Passage shown -
BEGIN

Fifty years at the top is an achievement for any organization and BRAC has done that. Abed bhai came from a history that suited the first fifty years. But that history is rapidly ending and the challenge for the current BRAC leadership is to do a new “Abed”. As it celebrates the past, the future kicks at the door. The old BRAC is over with its “noblesse oblige” values to do good for others less advantageous.
In the post 1971 turmoil and turnover, NGOs were the last resort of the well-meaning and dependent middle class who got left out in the post-Independence class-power distribution. But NGOs are coming to an end. If BRAC is to survive, it needs to look at a future without borrowed wisdom from the West and explore and use the lesson from why despite so much denial, the rural poor have done so well.
Also read: UNDP to work with BRAC for accelerating pace of poverty reduction
Intermediaries in decline
BRAC is like all development organizations - an intermediary outfit. It carried resources of the better off world, mostly external to the rural poverty zones. It sustained the poor and as food related distress declined, graduation from ultra-poverty increased and general health and social conditions got better overall. But they were old battles and the BRAC after 50 faces a world in which people on their own tackled Covid even as the West predicted disaster while withholding vaccines for the rest of the world.
The “rights-based” idea spaces dominated by the NGO is largely replaced by the economic , more natural than elite constructed. Increasing strength of the BRAC client population means old services are not as required as before.

END

Required tasks -
[A] According to the passage on BRAC at fifty, why are BRAC's old services no longer needed as much as before? Answer in one to three sentences.
[B] Write the next part of the passage on BRAC at fifty, picking up after its final sentence.
The saved entries have nothing to do with this.

[Saved entries]
BEGIN

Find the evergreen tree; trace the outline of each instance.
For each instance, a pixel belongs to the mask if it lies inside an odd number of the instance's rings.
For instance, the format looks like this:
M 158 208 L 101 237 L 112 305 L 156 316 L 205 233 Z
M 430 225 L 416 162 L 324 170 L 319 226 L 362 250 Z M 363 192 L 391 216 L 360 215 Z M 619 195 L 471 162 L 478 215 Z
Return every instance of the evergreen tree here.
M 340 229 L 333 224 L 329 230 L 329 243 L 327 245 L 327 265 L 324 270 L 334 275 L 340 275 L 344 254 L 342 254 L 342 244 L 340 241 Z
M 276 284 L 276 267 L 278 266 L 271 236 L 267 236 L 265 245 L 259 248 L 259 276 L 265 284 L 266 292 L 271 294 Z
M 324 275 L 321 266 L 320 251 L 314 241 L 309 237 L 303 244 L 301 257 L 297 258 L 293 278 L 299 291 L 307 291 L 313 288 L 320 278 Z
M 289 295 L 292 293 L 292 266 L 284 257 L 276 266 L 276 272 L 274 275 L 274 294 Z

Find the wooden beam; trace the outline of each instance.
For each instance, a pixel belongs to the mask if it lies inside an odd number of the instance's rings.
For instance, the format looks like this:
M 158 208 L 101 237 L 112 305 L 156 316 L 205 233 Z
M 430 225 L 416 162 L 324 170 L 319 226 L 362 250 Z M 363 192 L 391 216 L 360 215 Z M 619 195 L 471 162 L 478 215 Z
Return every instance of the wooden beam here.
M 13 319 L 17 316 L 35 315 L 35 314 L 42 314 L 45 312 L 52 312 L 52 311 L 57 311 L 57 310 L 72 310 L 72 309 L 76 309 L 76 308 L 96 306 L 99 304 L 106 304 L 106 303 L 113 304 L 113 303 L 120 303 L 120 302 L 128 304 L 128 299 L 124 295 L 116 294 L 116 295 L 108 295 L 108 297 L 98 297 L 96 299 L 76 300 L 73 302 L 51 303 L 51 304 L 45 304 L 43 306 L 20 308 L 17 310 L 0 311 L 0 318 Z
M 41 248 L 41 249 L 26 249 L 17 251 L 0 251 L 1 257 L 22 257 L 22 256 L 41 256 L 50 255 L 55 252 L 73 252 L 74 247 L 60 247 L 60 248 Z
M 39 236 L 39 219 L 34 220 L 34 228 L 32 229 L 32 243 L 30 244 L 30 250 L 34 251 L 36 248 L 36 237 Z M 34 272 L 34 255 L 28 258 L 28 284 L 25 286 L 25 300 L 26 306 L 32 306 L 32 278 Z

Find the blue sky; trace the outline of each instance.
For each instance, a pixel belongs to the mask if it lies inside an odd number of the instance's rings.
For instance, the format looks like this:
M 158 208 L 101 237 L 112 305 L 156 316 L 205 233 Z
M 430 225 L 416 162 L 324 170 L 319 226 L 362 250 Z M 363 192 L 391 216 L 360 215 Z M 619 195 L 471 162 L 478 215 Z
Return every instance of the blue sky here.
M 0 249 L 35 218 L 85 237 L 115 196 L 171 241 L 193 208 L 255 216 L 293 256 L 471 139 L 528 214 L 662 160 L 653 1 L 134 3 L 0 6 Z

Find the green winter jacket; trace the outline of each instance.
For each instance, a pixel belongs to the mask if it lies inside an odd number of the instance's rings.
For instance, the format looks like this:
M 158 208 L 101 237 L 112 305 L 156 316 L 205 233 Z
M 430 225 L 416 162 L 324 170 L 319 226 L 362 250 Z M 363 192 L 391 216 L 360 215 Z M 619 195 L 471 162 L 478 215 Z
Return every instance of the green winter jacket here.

END

Expected outputs -
[A] The passage says the BRAC client population has grown stronger. Because of that growing strength, the old services are not as required as they once were.

[B]
Micro-credit as an internal co-funder of its operations, is very important but the donor world is battered beyond belief. In the last 2 years, our most shocking discussion was with a donor who said, “GOB doesn’t listen to us anymore as it has so much more money.” The mental shift has to be from “Bangladesh as poor” to “Bangladesh as potentially well off” . It’s the Liberal-Left that stigmatizes wealth making, those who are not in poverty themselves. This colonial hangover must go and as China has shown wealth making of the majority is a social change tool.
Also read: BRAC continues emergency services for Rohingyas, locals amid Covid-19 pandemic: BRAC Global ED
Into the future with dirty hands and all
BRAC didn’t want to enter the migration sector as a player because Abed bhai didn’t want people crowding the office and parades of unhappy clients. He didn’t then but when he did try it didn’t work. That was a lost opportunity in 2005. It’s the migration money that has become the most powerful agents of change in the rural areas. Rural intermediation has also grown but it is located in economics and exclusive to them as experiences of the Ultra-poverty alleviation shows.
Banking is weak because most loans go through connections in the formal sector. He thought that Bkash would make banking easier and it has. The rise of digital money also shows that. Clearly, he was thinking on the edge of the last historical phase but the focus on economics was imagined as support of the poor and micro entrepreneurs. That has changed as SME enterprise and rural bonds and savings markets are bigger than ever. Agriculture and Aarong are small time sectors. Its economic enhancement projects need to go to scale. BRAC needs to reimagine the future as Abed bhai did 50 years back.
Increasingly, the people show they are able to organize their life better than the GOB does and as donors prescribe. Hanging on to SDGs should not be BRAC’s priority but high intensity economic expansion of people should be. A much strengthened rural population doesn't need NGOs as much as they did till the 2000s. BRAC needs to get a makeover.
Hopefully, it's goodbye to the old BRAC and welcome to the new BRAC. Congrats.